> [Exercise objective]
Resume the text on San Francisco neighborhood landmarks, picking up right after its last sentence.

Originally christened the La Bonita Theater, this historic cinema has been holding on despite the advent of Netflix and the neighborhood transformations that have been going on around it. Standing on the corner of Clement and 23rd Avenue, it is a family-run theatre that shows everything from major blockbusters to smaller independent films.

2200 Clement St
San Francisco, CA 94121

12. Joe's Ice Cream

5420 Geary Blvd, San Francisco, CA 94121

Recently named by the city as a legacy business, this family-owned diner has been a neighborhood staple since 1959. Its interior feels like traveling back in time, with a retro menu and swivel bar stools. The retro experience makes it worth skipping new artisanal ice cream shops for a serving of neighborhood nostalgia.

5420 Geary Blvd
San Francisco, CA 94121

13. Richmond/Senator Milton Marks Branch Library

351 9th Ave, San Francisco, CA 94118

A major restoration in 2009 restored this Carnegie building, and preserved the original design as well as expanded it and made it seismically safe. The Richmond Library, constructed in the Classical Revival style, was the first in the city to be built with Carnegie grant funds in 1914.

[Referring expression pointing data]
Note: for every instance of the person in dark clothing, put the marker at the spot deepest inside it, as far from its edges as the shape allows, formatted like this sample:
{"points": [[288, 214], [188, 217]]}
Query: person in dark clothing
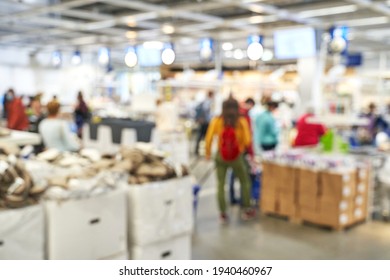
{"points": [[16, 112], [203, 117], [81, 113]]}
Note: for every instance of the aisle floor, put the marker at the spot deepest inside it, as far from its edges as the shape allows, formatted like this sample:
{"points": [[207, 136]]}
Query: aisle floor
{"points": [[273, 238]]}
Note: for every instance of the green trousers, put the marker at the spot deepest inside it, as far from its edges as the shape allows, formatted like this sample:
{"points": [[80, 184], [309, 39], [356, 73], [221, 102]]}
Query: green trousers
{"points": [[240, 170]]}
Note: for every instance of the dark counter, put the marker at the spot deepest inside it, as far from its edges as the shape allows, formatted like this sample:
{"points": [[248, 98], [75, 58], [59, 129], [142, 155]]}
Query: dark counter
{"points": [[143, 128]]}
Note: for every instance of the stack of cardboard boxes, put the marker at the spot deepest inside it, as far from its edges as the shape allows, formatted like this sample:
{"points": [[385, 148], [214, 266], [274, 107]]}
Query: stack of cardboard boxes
{"points": [[329, 198]]}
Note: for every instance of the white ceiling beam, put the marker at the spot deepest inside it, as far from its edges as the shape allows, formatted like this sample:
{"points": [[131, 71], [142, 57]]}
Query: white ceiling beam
{"points": [[46, 9], [374, 6]]}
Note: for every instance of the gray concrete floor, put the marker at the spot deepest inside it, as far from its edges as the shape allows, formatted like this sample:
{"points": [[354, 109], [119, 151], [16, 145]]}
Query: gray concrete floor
{"points": [[273, 238]]}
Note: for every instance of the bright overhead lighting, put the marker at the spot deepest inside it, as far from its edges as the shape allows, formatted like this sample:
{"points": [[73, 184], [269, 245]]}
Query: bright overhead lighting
{"points": [[268, 55], [131, 21], [255, 51], [56, 59], [76, 58], [328, 11], [186, 41], [238, 54], [168, 29], [131, 34], [168, 56], [262, 19], [153, 45], [227, 46], [104, 56], [366, 21], [229, 54], [131, 58], [100, 25]]}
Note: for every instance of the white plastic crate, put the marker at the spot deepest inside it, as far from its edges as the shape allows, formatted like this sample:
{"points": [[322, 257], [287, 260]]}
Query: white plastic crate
{"points": [[91, 228], [160, 210], [177, 248], [22, 233]]}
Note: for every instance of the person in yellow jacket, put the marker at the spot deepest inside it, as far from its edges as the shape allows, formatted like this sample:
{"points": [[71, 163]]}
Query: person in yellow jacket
{"points": [[234, 138]]}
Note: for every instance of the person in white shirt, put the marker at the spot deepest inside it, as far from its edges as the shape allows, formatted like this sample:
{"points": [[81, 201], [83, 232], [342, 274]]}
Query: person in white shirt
{"points": [[56, 132]]}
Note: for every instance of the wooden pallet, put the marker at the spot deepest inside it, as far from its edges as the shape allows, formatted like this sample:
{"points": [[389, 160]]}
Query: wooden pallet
{"points": [[300, 221]]}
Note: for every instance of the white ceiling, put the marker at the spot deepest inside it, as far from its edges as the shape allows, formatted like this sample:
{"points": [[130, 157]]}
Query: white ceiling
{"points": [[46, 25]]}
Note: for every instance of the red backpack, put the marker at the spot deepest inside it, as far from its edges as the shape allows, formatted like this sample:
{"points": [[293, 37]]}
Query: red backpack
{"points": [[229, 149]]}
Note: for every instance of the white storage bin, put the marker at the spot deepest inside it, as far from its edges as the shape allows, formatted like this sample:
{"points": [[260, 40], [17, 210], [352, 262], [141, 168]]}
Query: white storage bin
{"points": [[160, 210], [118, 257], [177, 248], [22, 233], [175, 144], [91, 228]]}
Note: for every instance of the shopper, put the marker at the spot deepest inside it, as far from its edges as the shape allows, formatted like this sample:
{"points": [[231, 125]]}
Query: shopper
{"points": [[266, 131], [203, 114], [81, 113], [308, 132], [166, 116], [234, 139], [55, 132], [35, 113], [376, 122], [16, 112], [245, 109]]}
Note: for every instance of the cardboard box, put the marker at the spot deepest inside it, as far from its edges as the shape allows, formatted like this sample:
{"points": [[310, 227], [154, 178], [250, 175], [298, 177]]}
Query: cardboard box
{"points": [[287, 178], [288, 197], [91, 228], [287, 208], [268, 182], [267, 206], [159, 210], [22, 233], [336, 213], [308, 201], [269, 194], [360, 201], [309, 215], [359, 214], [268, 169], [338, 186], [363, 181], [176, 248], [309, 182]]}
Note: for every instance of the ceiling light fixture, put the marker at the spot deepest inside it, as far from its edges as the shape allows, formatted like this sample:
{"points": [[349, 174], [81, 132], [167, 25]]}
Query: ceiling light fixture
{"points": [[262, 19], [268, 55], [168, 29], [229, 54], [168, 55], [255, 49], [153, 45], [104, 56], [328, 11], [131, 58], [56, 59], [131, 34], [227, 46], [238, 54], [76, 58], [365, 21]]}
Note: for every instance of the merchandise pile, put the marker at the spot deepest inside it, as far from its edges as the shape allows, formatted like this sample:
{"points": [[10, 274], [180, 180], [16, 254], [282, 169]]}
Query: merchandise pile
{"points": [[311, 159], [17, 188], [60, 176], [4, 132], [326, 190]]}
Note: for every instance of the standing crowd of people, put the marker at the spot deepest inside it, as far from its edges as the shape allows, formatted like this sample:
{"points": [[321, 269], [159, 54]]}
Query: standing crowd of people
{"points": [[240, 136], [45, 120]]}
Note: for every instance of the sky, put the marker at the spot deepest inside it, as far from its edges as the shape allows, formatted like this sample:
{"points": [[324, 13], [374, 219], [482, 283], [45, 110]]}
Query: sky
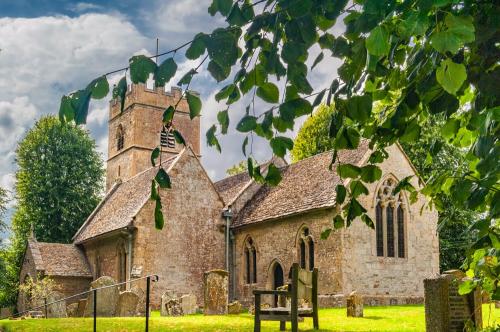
{"points": [[52, 47]]}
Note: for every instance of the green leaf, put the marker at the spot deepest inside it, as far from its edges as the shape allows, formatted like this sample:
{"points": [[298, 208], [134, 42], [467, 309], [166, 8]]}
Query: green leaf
{"points": [[451, 75], [99, 87], [140, 68], [168, 114], [163, 179], [154, 155], [338, 222], [247, 123], [223, 119], [268, 92], [273, 176], [341, 193], [197, 47], [159, 221], [194, 103], [325, 234], [377, 43], [370, 173], [212, 139], [165, 72], [280, 145], [348, 171], [178, 137]]}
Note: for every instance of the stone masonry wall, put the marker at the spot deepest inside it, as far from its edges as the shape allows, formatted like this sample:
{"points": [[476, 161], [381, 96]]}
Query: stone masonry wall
{"points": [[397, 278], [192, 240], [142, 124], [277, 241]]}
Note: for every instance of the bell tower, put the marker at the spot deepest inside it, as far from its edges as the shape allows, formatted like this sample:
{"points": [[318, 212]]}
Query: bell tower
{"points": [[134, 133]]}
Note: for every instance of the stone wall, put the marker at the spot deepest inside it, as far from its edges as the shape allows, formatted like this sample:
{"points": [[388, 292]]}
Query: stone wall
{"points": [[142, 124], [192, 240], [276, 241], [386, 278]]}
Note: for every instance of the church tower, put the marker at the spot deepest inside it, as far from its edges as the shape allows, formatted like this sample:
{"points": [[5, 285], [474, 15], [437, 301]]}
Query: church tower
{"points": [[134, 133]]}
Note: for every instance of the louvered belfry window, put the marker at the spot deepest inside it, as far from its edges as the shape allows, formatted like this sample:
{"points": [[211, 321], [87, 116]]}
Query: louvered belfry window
{"points": [[390, 230]]}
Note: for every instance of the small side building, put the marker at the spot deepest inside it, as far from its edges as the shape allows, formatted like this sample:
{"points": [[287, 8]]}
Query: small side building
{"points": [[64, 263]]}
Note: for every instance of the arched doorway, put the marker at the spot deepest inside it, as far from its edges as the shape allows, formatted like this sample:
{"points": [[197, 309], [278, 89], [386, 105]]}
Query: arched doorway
{"points": [[278, 279]]}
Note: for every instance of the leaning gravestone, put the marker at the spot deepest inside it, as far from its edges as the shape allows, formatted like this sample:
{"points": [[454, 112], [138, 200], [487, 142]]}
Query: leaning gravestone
{"points": [[188, 304], [215, 285], [127, 304], [445, 309], [56, 309], [106, 298], [354, 305]]}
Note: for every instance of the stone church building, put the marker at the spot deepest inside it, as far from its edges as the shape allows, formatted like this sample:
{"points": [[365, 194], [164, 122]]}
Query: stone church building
{"points": [[269, 227]]}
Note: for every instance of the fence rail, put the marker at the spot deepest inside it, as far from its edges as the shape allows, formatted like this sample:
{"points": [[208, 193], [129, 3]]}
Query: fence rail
{"points": [[149, 279]]}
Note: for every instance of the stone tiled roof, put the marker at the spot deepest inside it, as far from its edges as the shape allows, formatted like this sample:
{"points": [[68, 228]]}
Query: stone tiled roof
{"points": [[120, 205], [306, 185], [229, 187], [58, 259]]}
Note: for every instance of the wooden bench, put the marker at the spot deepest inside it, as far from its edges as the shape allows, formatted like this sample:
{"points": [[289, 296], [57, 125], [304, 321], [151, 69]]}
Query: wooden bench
{"points": [[304, 285]]}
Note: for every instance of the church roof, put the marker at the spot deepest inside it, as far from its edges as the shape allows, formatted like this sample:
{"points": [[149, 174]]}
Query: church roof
{"points": [[306, 185], [229, 187], [120, 205], [58, 259]]}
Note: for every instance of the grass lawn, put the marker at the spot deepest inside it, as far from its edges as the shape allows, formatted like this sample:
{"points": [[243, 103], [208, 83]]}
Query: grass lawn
{"points": [[394, 318]]}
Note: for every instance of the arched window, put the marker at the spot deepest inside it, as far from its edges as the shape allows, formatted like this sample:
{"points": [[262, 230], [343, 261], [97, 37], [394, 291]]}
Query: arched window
{"points": [[250, 261], [120, 138], [167, 139], [305, 249], [390, 233]]}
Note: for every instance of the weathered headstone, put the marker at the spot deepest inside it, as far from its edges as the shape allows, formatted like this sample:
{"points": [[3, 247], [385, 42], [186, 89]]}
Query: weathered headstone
{"points": [[188, 304], [354, 305], [107, 298], [445, 309], [234, 308], [56, 309], [215, 285], [165, 298], [72, 309], [5, 312], [80, 311], [127, 304]]}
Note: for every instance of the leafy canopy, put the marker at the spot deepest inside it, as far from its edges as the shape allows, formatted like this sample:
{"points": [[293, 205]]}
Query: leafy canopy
{"points": [[417, 58]]}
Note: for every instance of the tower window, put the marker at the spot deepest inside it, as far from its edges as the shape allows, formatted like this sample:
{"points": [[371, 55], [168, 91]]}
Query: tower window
{"points": [[167, 139], [120, 138]]}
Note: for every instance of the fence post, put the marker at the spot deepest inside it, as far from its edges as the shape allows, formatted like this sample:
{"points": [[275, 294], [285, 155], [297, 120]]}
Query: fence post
{"points": [[148, 285], [95, 310]]}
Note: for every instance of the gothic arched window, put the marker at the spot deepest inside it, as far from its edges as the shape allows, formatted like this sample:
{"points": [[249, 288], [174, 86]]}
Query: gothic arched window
{"points": [[120, 138], [250, 261], [390, 231]]}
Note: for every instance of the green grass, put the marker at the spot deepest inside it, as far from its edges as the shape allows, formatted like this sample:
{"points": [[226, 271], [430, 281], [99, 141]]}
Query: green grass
{"points": [[394, 318]]}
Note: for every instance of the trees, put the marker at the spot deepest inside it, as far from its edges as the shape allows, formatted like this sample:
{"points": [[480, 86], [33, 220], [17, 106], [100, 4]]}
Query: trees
{"points": [[59, 181], [416, 58], [454, 221], [58, 184]]}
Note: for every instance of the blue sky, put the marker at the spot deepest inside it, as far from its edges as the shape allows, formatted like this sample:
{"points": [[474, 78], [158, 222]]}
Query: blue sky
{"points": [[52, 47]]}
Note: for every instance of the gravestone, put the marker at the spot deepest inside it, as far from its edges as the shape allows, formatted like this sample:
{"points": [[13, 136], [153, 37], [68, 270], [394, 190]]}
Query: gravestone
{"points": [[72, 309], [354, 305], [215, 286], [165, 298], [234, 308], [106, 298], [80, 311], [57, 309], [188, 304], [445, 309], [127, 304]]}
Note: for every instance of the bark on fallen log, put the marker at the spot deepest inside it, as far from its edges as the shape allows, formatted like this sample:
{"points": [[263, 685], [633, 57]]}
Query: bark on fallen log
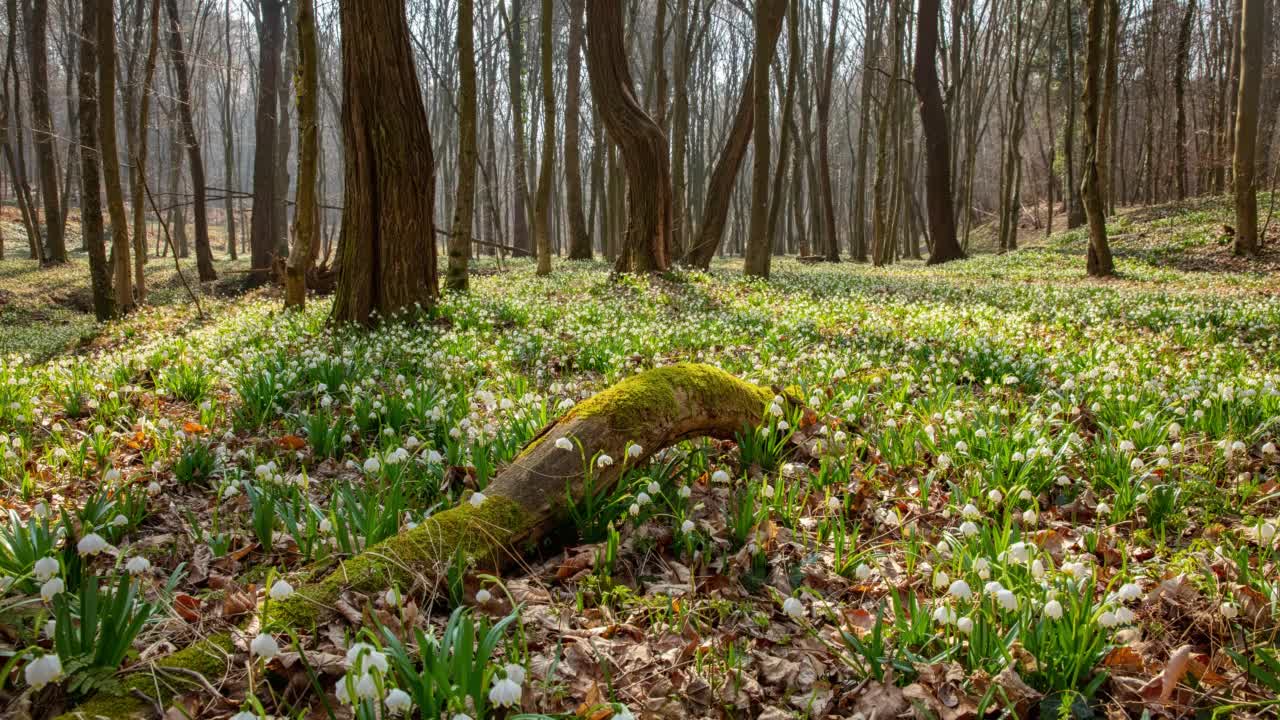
{"points": [[522, 505]]}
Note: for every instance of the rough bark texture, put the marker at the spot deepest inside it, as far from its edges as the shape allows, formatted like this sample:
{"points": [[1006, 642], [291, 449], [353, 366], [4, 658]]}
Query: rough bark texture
{"points": [[720, 191], [644, 146], [547, 174], [91, 196], [521, 506], [579, 236], [464, 203], [261, 237], [937, 140], [110, 153], [1184, 48], [204, 254], [35, 16], [1253, 16], [306, 219], [827, 208], [768, 18], [387, 260], [1100, 263], [520, 238], [137, 173]]}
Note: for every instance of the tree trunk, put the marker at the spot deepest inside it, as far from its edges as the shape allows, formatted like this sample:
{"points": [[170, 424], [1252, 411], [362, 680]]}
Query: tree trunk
{"points": [[204, 254], [35, 17], [387, 258], [110, 156], [643, 144], [547, 174], [720, 191], [827, 192], [579, 235], [464, 203], [768, 19], [306, 219], [263, 224], [1105, 112], [91, 197], [937, 140], [1184, 48], [1252, 37], [1100, 263], [520, 240]]}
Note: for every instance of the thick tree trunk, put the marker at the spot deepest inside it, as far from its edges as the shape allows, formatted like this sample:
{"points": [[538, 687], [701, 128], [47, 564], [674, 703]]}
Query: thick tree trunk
{"points": [[35, 17], [579, 235], [228, 139], [138, 165], [1252, 37], [1100, 263], [520, 238], [768, 18], [263, 224], [720, 191], [643, 144], [110, 153], [204, 253], [387, 259], [306, 220], [547, 173], [937, 139], [524, 505], [91, 195], [464, 203]]}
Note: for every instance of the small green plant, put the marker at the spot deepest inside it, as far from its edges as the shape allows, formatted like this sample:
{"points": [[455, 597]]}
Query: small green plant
{"points": [[451, 673], [95, 630], [196, 464]]}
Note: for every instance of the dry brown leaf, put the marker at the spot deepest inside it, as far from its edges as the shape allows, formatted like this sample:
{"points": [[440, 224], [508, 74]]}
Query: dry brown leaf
{"points": [[1124, 660], [1162, 686]]}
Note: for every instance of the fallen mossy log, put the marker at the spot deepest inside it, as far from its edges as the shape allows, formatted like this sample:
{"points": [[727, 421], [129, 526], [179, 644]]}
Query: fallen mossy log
{"points": [[526, 502]]}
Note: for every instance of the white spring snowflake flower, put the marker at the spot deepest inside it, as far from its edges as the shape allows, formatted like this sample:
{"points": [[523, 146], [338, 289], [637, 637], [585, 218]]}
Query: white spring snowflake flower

> [Written response]
351 9th Ave
San Francisco, CA 94118

14. Richmond Police Station

461 6th Ave, San Francisco, CA 94118

Standing out with a red brick Romanesque Revival style, this remodeled building still holds all the original design elements from 1927. The 1996 renovation allowed for a seismically upgraded building that still retains its century-old charm, and has been a neighborhood landmark for generations.  

461 6th Ave
San Francisco, CA 94118

15. Congregation Emanu-El San Francisco

2 Lake St, San Francisco, CA 94118

Influenced by the Hagia Sophia in Istanbul, and technically located in nearby Presidio Heights, this temple is an architectural masterpiece, from its 150-foot dome to its large stained glass windows. Built in 1926 by celebrated architect Arthur Brown Jr., it was rewarded shortly after it was completed by the American Institute of Architects as one of the most beautiful buildings in North America.

2 Lake St
San Francisco, CA 94118

16. St. John’s Presbyterian Church

San Francisco, CA 94118

Surrounded by sand dunes when it was constructed in 1905, this historic Presbyterian church was designed in the Gothic Revival Shingle style. Its interior boasts an intricate wooden altar and stained glass windows. It was given a rightfully earned spot in the National Register of Historic Places in 1996.

17. Roosevelt Middle School

460 Arguello Blvd, San Francisco, CA 94118

Known for its towering brick exterior, this Art Deco school was built in 1928 by San Francisco architects, James R. Miller and Timothy Pflueger. The use of brick was a rare choice, since it was not a practical building material after the devastating 1906 earthquake. The choice to build with brick was inspired by the Dutch Pavilion and the Dutch Expressionist buildings at the 1925 Paris Exposition.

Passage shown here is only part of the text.